§ TO BE DONE:
In the records below, find the line containing "segment **smiling elderly woman**"; give it again exactly, along with every line that follows, and nothing else.

Labeled area outline items

----------------------------------------

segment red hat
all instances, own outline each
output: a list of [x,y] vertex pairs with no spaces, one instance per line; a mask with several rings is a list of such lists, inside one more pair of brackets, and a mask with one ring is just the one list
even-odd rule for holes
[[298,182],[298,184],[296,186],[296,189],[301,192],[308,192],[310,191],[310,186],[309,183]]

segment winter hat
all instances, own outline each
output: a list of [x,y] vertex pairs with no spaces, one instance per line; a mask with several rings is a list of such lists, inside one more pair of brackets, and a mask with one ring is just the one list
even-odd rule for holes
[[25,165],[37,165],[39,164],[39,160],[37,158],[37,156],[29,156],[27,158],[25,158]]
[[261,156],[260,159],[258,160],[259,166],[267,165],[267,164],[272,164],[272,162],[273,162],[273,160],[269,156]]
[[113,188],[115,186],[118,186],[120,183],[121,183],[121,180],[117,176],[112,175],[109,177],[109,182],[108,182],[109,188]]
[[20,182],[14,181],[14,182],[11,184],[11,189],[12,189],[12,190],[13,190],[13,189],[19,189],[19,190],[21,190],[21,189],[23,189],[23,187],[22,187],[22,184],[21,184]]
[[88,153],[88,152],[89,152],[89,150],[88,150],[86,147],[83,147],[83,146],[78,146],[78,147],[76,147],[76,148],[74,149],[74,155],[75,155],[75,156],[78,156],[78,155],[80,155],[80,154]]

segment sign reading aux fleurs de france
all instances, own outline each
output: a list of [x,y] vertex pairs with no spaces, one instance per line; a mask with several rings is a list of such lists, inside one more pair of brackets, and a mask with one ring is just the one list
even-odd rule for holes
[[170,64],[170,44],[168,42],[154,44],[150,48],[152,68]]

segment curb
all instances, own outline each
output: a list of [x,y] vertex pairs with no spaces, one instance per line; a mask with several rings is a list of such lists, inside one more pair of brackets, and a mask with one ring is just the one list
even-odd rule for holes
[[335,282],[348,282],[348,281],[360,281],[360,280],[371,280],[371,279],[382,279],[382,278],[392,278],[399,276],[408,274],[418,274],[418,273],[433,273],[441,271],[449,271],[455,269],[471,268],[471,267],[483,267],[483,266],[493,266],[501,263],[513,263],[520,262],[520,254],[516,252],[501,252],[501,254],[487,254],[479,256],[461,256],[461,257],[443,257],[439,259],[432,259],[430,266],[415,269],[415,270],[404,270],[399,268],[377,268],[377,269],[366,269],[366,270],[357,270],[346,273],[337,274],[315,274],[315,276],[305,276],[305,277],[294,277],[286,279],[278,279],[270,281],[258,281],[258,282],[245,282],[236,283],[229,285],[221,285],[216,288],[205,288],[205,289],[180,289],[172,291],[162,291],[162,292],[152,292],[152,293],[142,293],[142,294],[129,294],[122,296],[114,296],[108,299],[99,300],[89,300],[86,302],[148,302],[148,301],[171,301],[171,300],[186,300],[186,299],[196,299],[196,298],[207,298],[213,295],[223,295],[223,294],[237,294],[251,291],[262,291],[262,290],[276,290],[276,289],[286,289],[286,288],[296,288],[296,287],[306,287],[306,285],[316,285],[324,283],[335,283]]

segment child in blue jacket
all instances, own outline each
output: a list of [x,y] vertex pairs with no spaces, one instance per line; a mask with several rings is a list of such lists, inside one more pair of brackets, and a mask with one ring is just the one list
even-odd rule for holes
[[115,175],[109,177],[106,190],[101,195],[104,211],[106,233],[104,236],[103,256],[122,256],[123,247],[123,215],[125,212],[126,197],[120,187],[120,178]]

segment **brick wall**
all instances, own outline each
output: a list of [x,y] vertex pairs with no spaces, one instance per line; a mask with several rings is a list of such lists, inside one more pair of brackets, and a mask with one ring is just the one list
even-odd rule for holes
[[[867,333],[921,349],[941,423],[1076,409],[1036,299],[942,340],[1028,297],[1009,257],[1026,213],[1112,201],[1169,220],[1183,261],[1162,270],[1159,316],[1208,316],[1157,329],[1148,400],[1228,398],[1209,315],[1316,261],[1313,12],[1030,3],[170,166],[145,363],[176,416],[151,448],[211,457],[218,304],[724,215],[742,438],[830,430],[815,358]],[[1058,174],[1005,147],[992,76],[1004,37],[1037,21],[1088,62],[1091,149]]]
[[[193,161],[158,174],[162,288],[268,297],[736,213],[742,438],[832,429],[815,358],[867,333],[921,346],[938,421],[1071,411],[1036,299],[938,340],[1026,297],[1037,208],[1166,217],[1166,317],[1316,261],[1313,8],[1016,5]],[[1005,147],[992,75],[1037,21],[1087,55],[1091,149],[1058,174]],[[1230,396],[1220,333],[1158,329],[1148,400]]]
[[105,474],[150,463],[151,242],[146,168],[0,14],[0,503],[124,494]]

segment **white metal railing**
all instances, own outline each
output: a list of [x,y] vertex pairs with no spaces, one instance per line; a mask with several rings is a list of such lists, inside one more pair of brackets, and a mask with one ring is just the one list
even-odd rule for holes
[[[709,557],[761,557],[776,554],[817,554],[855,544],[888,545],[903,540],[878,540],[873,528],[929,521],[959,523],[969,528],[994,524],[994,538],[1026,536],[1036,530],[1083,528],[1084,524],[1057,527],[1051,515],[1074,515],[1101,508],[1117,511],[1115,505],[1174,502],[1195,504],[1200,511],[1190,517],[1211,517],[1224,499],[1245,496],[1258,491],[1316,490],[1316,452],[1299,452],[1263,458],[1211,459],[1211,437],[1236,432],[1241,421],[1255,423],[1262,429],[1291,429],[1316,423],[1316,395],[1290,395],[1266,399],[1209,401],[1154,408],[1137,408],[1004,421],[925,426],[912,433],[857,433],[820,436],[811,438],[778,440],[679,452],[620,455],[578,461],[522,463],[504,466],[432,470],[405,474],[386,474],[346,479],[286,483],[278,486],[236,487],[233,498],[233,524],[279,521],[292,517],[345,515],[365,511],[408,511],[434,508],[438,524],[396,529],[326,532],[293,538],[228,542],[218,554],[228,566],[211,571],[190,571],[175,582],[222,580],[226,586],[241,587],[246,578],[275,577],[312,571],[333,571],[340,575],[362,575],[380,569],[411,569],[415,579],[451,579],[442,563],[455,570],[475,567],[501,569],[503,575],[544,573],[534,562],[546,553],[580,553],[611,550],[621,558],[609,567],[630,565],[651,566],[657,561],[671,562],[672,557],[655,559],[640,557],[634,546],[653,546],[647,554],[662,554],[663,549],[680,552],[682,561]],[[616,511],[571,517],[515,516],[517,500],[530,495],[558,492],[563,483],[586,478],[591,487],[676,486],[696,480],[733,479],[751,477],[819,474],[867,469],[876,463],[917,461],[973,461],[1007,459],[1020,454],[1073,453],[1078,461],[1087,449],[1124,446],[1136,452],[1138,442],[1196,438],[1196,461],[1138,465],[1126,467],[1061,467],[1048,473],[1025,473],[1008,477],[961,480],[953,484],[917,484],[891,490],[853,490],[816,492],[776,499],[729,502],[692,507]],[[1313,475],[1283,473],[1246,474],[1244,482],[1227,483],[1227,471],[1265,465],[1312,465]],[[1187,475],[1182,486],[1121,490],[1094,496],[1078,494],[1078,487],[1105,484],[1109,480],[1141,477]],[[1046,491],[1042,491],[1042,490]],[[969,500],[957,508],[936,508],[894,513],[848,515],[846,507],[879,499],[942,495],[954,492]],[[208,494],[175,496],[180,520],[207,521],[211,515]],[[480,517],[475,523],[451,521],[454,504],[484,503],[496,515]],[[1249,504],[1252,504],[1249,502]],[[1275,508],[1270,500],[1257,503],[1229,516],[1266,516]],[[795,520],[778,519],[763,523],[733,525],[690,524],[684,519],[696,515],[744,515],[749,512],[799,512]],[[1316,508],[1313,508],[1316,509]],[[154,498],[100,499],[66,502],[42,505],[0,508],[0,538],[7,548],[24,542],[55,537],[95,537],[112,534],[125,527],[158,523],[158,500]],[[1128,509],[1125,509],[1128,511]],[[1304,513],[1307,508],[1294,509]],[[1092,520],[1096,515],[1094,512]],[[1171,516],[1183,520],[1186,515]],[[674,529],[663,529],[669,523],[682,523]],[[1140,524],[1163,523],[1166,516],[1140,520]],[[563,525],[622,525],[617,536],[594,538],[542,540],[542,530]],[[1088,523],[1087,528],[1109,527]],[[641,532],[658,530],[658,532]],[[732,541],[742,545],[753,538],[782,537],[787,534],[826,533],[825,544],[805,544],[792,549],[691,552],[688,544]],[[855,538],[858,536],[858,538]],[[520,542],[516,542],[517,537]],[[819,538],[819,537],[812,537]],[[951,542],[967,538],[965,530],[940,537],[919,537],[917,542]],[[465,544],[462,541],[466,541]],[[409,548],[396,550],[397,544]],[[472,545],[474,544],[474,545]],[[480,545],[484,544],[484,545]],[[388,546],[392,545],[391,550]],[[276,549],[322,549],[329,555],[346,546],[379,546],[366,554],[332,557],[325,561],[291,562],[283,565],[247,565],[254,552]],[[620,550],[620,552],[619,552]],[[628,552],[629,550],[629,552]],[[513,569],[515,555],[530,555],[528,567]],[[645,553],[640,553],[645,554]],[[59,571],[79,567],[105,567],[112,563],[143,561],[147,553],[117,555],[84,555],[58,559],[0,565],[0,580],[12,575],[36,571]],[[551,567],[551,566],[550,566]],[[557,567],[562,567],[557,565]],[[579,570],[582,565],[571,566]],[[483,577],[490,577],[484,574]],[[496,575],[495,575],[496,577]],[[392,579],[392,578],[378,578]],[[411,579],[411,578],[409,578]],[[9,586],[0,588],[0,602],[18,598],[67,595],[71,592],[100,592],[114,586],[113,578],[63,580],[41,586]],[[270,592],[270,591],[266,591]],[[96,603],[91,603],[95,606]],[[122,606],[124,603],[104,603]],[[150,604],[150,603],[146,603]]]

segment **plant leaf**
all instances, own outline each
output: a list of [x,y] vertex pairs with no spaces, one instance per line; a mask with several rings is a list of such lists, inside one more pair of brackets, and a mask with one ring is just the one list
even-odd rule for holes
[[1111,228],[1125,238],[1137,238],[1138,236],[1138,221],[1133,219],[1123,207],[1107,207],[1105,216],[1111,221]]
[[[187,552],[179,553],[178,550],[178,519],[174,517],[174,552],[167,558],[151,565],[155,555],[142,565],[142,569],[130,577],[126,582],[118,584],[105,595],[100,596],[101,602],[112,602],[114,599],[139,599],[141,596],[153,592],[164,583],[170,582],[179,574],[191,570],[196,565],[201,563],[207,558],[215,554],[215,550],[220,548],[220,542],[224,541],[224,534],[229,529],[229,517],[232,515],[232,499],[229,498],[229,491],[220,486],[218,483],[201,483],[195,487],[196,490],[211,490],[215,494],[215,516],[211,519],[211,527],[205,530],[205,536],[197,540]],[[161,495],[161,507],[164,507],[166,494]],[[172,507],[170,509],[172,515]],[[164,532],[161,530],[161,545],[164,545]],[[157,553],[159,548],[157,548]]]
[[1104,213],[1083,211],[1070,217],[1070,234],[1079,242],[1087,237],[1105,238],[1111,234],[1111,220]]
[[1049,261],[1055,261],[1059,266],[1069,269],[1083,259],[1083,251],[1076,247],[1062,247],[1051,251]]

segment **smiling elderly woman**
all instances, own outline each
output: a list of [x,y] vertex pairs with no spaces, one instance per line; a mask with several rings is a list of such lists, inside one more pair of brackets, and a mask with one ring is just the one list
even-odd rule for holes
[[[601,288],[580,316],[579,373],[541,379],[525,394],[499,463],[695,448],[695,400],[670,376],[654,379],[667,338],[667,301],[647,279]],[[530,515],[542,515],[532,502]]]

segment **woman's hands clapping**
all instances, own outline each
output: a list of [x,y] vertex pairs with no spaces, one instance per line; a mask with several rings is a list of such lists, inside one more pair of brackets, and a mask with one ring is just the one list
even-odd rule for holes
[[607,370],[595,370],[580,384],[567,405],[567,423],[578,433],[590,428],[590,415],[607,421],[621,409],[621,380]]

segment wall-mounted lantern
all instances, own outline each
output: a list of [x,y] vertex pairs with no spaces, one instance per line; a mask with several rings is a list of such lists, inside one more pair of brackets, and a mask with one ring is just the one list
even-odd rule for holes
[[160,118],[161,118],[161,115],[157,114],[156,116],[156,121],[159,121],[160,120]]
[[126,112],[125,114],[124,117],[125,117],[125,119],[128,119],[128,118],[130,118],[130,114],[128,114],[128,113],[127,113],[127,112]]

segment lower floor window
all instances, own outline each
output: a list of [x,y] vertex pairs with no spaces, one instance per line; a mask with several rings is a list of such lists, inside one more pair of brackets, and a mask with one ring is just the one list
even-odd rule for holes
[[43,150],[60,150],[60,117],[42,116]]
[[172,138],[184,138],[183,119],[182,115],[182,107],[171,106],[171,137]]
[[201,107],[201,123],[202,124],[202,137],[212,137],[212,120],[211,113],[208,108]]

----------------------------------------

§ REPLY TO THE EXERCISE:
segment **smiling elderly woman**
all instances, own outline each
output: a list of [x,y] vertex pairs with no spaces, one instance per line; a mask with several rings is a list of such lists, inside one more pair of brackets, and a mask with one ring is just the one list
even-odd rule for holes
[[[601,288],[580,316],[579,373],[541,379],[525,394],[499,463],[695,448],[695,400],[670,376],[654,379],[667,338],[667,301],[647,279]],[[530,515],[542,515],[532,502]]]

segment **woman's hands clapping**
all instances, own outline each
output: a list of [x,y] vertex pairs with no spaces, one instance per line; a mask with several rings is a list of such lists, inside one more pair of brackets, and a mask with one ring is just the one list
even-odd rule for holes
[[607,370],[595,370],[580,384],[567,405],[567,423],[578,433],[590,428],[590,415],[607,421],[621,409],[621,380]]

segment wall-mounted lantern
all instances, own outline each
output: a list of [x,y] vertex pairs with no spaces, one instance per line; a mask with several rings is a list of such lists, inside one more pair of brackets, and a mask with one ring is just the one list
even-odd rule for holes
[[160,118],[161,118],[161,115],[157,114],[156,116],[156,121],[159,121],[160,120]]
[[126,112],[125,114],[124,117],[125,117],[125,119],[128,119],[128,118],[130,118],[130,114],[128,114],[128,113],[127,113],[127,112]]

segment lower floor window
all instances, own outline each
output: a list of [x,y] vertex pairs with no spaces, one instance per line; a mask with several rings is a list of such lists, inside one more pair of brackets, and a mask with one ring is just the one list
even-odd rule for holes
[[43,150],[60,150],[60,117],[42,116]]
[[172,138],[184,138],[183,119],[182,115],[182,107],[171,106],[171,137]]
[[201,107],[201,123],[202,124],[202,137],[212,137],[212,120],[211,113],[208,108]]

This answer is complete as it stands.